**Work to be completed:**
Copy out every line of the data below that contains the word "background".

--- Start Extracted material ---

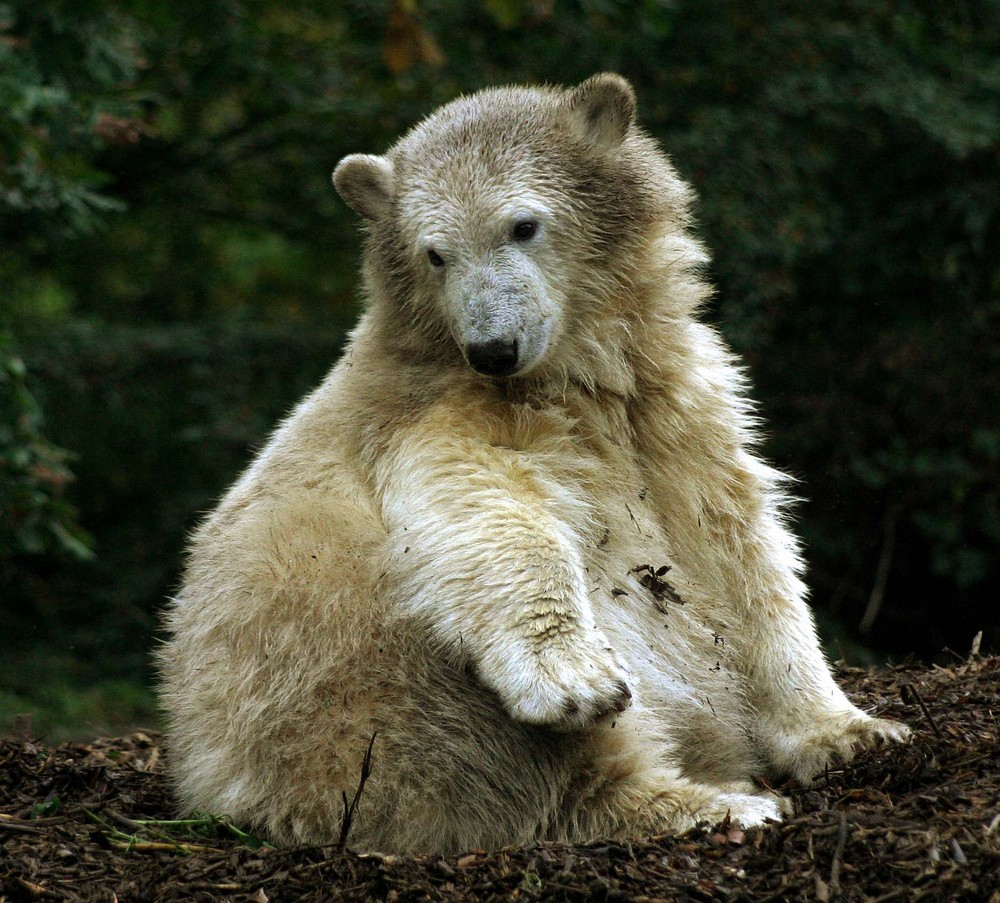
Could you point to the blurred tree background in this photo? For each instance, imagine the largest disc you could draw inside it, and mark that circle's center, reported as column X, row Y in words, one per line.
column 175, row 271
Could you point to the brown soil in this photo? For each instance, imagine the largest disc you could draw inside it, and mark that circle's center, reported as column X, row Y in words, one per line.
column 921, row 822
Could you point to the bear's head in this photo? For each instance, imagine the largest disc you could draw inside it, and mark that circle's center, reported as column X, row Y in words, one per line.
column 507, row 226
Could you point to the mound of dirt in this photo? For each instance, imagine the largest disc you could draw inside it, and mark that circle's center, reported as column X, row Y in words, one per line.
column 921, row 822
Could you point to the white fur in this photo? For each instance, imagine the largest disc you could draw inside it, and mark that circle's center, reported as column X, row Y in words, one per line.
column 471, row 570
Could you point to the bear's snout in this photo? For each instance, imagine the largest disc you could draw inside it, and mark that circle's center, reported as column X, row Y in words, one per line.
column 497, row 357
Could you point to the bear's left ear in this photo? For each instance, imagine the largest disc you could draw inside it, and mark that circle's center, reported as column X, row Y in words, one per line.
column 603, row 109
column 366, row 183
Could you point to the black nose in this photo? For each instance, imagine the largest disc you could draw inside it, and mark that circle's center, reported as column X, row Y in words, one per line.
column 497, row 357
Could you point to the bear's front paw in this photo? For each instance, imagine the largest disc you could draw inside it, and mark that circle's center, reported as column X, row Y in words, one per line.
column 832, row 742
column 748, row 809
column 562, row 686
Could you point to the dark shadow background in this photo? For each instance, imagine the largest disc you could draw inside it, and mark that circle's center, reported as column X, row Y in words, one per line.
column 176, row 271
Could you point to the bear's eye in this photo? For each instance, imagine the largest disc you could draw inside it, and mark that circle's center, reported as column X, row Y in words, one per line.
column 525, row 230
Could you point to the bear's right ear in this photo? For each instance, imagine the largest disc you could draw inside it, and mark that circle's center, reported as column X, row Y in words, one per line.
column 365, row 182
column 603, row 109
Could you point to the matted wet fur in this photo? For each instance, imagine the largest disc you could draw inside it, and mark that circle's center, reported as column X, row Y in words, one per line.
column 519, row 535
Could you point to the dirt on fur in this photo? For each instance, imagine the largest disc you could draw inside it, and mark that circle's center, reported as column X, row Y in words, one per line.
column 920, row 822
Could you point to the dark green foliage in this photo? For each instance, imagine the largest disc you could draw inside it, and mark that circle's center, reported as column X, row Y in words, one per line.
column 35, row 519
column 167, row 163
column 162, row 419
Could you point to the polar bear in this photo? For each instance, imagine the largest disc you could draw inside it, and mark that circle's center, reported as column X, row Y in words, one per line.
column 518, row 545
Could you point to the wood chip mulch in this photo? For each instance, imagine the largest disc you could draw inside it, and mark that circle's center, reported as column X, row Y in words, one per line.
column 920, row 822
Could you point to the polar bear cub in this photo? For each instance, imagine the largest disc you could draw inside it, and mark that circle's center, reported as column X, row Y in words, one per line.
column 518, row 544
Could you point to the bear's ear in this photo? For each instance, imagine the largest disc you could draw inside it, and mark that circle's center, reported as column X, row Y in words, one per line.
column 603, row 109
column 365, row 182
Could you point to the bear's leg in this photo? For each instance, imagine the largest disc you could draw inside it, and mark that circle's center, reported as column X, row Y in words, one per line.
column 482, row 552
column 805, row 722
column 622, row 791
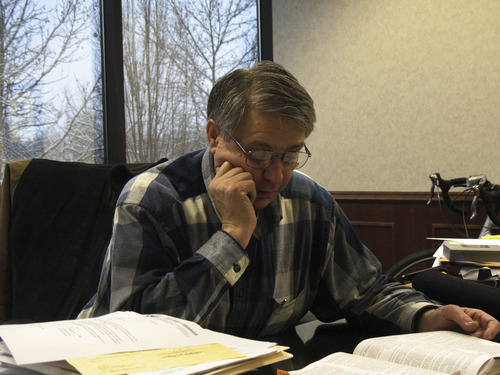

--- End Extracted material ---

**Result of this exercise:**
Could you point to the blurred tree background in this photo? For each instance, imagine the largest disc you could draw inside it, and mark that circle's center, reported as column X, row Y in words, one per line.
Could you point to the dark shadow background in this photo? For each instance, imagine the largest disc you could draw inside it, and mark that circle's center, reported as column X, row Y in words, one per line.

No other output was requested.